» Activity:
Please reproduce the listing in its entirety, exactly as written, but without images.

» Dataset content:
--------------------

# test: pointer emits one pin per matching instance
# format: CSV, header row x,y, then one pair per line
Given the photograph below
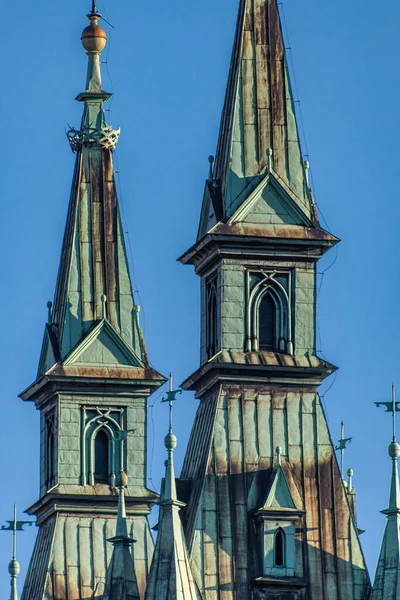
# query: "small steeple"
x,y
387,576
14,567
121,582
171,576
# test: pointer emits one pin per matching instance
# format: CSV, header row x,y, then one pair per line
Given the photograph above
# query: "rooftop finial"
x,y
342,447
94,39
394,453
350,474
392,407
14,566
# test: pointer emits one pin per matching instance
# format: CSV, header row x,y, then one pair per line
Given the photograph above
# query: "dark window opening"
x,y
212,321
101,474
279,548
50,459
267,324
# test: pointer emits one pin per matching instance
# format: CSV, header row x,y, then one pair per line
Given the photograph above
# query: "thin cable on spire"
x,y
342,447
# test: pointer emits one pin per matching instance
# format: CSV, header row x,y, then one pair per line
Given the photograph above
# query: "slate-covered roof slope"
x,y
387,576
171,576
230,459
94,261
258,115
79,567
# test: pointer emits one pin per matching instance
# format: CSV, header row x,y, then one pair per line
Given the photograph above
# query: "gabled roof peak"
x,y
171,575
258,132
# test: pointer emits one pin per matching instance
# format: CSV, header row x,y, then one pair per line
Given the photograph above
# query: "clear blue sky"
x,y
168,63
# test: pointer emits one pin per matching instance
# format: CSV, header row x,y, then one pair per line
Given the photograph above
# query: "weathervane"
x,y
14,566
392,407
342,447
171,397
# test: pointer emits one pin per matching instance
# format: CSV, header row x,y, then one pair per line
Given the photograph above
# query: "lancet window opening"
x,y
279,549
101,448
270,317
212,317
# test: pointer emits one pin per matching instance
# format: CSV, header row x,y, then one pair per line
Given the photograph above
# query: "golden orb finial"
x,y
94,38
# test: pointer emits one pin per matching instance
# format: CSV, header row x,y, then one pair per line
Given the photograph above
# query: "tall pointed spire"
x,y
259,131
171,576
94,262
121,582
387,576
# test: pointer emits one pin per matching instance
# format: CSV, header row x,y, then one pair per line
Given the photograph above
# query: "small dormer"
x,y
278,520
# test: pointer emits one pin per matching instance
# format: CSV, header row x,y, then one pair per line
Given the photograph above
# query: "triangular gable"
x,y
279,495
103,346
271,202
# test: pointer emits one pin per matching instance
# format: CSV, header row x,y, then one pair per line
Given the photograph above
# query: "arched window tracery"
x,y
50,451
212,318
102,450
270,317
101,457
279,549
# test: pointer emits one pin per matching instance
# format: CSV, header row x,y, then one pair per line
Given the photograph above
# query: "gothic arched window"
x,y
267,323
279,549
212,320
270,316
50,458
101,457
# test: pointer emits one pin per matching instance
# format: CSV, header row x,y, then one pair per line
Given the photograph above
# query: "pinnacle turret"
x,y
121,582
387,576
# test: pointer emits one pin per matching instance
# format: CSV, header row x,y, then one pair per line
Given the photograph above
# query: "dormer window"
x,y
278,519
279,550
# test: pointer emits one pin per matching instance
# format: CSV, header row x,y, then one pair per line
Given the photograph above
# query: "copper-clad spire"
x,y
121,582
387,576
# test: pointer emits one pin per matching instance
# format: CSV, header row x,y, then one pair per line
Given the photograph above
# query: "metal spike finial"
x,y
14,566
171,397
350,474
342,447
392,407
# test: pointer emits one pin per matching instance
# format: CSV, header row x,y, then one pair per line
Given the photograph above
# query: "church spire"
x,y
93,278
121,582
258,132
387,576
171,575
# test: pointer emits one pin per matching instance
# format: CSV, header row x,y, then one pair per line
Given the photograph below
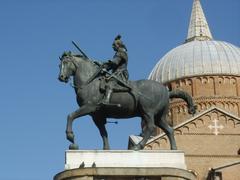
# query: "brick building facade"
x,y
209,71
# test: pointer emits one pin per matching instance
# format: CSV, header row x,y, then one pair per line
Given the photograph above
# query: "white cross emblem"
x,y
216,127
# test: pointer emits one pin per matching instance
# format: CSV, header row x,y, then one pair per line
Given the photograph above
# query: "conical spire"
x,y
198,26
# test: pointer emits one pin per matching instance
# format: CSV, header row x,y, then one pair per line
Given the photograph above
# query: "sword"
x,y
80,50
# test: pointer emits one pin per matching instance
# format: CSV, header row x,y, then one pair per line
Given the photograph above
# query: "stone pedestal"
x,y
124,165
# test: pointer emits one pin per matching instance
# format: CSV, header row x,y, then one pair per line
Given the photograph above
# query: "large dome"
x,y
197,58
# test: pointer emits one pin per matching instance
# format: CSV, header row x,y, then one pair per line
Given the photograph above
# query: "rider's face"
x,y
115,47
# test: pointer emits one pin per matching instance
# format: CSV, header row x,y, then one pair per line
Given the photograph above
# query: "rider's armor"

--------------------

» Reply:
# test: pointer emits one pin per matching instance
# format: CSV, header row x,y, then one pair per line
Given the photograph below
# query: "small steeple"
x,y
387,576
14,567
121,582
171,576
# test: pointer emits one pin per matching instance
# format: CSV, header row x,y, then one pair per line
Given the photograph above
# query: "rooftop finial"
x,y
342,447
94,39
394,453
350,474
392,407
14,566
# test: pointer emits one pin per matching instance
# format: CSV, header row x,y, then one pair per line
Given the photograph above
# query: "dark window opening"
x,y
212,321
101,474
279,548
50,459
267,324
# test: pointer emits one pin per matching instance
# format: CSV, header row x,y, then one pair per line
Given the photograph above
# query: "thin cable on spire"
x,y
342,447
# test: pointer emits one pin per matching instance
# format: CSV, header row x,y, then one pair per line
Given the photograph above
# query: "slate-covered roof slope"
x,y
387,576
171,576
230,459
94,261
258,115
79,567
# test: pointer emits one pin per matching instance
# format: CSV, header row x,y, then one pair per line
Given the photograph above
# query: "gabled roof peak"
x,y
171,575
258,132
# test: pointer emits one pin per matching instance
# format: CSV, header row x,y, then one pair per line
Given the photograph above
# query: "clear blue sky"
x,y
168,63
# test: pointer emits one pin per matching instance
# format: CSV, header row x,y, then one pair per line
Given the photograph above
# query: "weathervane"
x,y
14,566
392,407
342,447
171,397
# test: pointer emits one pin per matching instance
# format: CSV, header row x,y, then one pair per line
Given the photograph above
# query: "lancet window opening"
x,y
279,549
101,448
270,317
212,317
# test: pointer emits one pin per matching instance
# format: CSV, header row x,y, then one pair per line
Given the photograph above
# query: "golden orb finial"
x,y
94,38
# test: pointer emits one pin per matching instance
# format: CSV, header row x,y, then one pair per line
Given the photograph above
# query: "tall pointed spire"
x,y
259,131
171,576
94,262
121,582
387,576
# test: pointer emits one pin per matching instance
# format: CSV, header row x,y, then one pair per line
Given the photograph above
# query: "small dormer"
x,y
278,520
# test: pointer emits one pin per matching instance
# format: CSV, header row x,y, then one pair per line
Given the photograph above
# query: "triangular gable"
x,y
279,495
103,346
271,202
# test: pointer emits one pin per matching instance
# format: CSV, header row x,y, then one pair per line
Given the photograph above
# query: "arched window tracery"
x,y
50,451
212,318
102,450
270,317
101,457
279,549
# test: pointer emits one pin per matching instance
# format: CSV, header row x,y, then one pair per line
Given the photograph above
# query: "gothic arched window"
x,y
267,323
279,549
212,320
270,316
50,458
101,457
# test: pointer emits one pin per matching instance
# format: CSV, header row x,y, then one pair per line
Given the photograph above
# query: "pinnacle turret"
x,y
121,582
387,576
# test: pointer emits one pin per matching instance
# format: CSV, header row x,y, then one pair per line
Given the photograph above
# query: "dormer window"
x,y
278,519
279,550
# test: pointer emits one pin per matching instance
# format: CSV, header row x,y, then one pair per line
Given the photograph above
# query: "copper-clad spire"
x,y
121,582
387,576
# test: pointer emits one pin per matching instance
# format: CSV, header row x,y, then one pair per line
Given the photograph above
# query: "metal spike finial"
x,y
14,566
171,397
350,474
342,447
392,407
# test: pointer emits one pin per matching instance
# format: CSV, header row x,y, then one pair per line
Given the photograph above
# query: "church spire"
x,y
93,278
121,582
258,132
387,576
171,575
# test: pointer emits one pin per matching instance
# format: CSV, header row x,y, then one pair per line
Given the photograph below
# query: "brick building facade"
x,y
209,71
# test: pointer emits one pin per matching instance
# format: CSV, header row x,y, then one pair per line
Given the photograph above
# query: "white cross emblem"
x,y
216,127
# test: pointer emits one pin per matching instance
# format: CSV, header row x,y, then one pair per line
Given the photograph above
# query: "conical spire"
x,y
198,26
# test: pointer emits one pin per matching instance
# format: CSV, header row x,y, then one pair per line
Given the photograph above
# query: "sword"
x,y
80,50
# test: pointer emits one pin per matching instance
# format: CSV, header row x,y, then one pair per line
Given the photograph above
# query: "stone pedestal"
x,y
124,165
# test: pointer emits one pin per matching instance
# format: CSV, header row x,y, then one pair per line
Given the photograph above
# query: "large dome"
x,y
197,58
# test: pointer emits one pin per matching instance
# format: CSV, header row x,y, then one pair per line
Given the photograph above
# query: "rider's face"
x,y
115,47
# test: pointer emits one pin per matching instance
# format: CSV, header row x,y, then one pair per line
Given the photograph above
# query: "rider's armor"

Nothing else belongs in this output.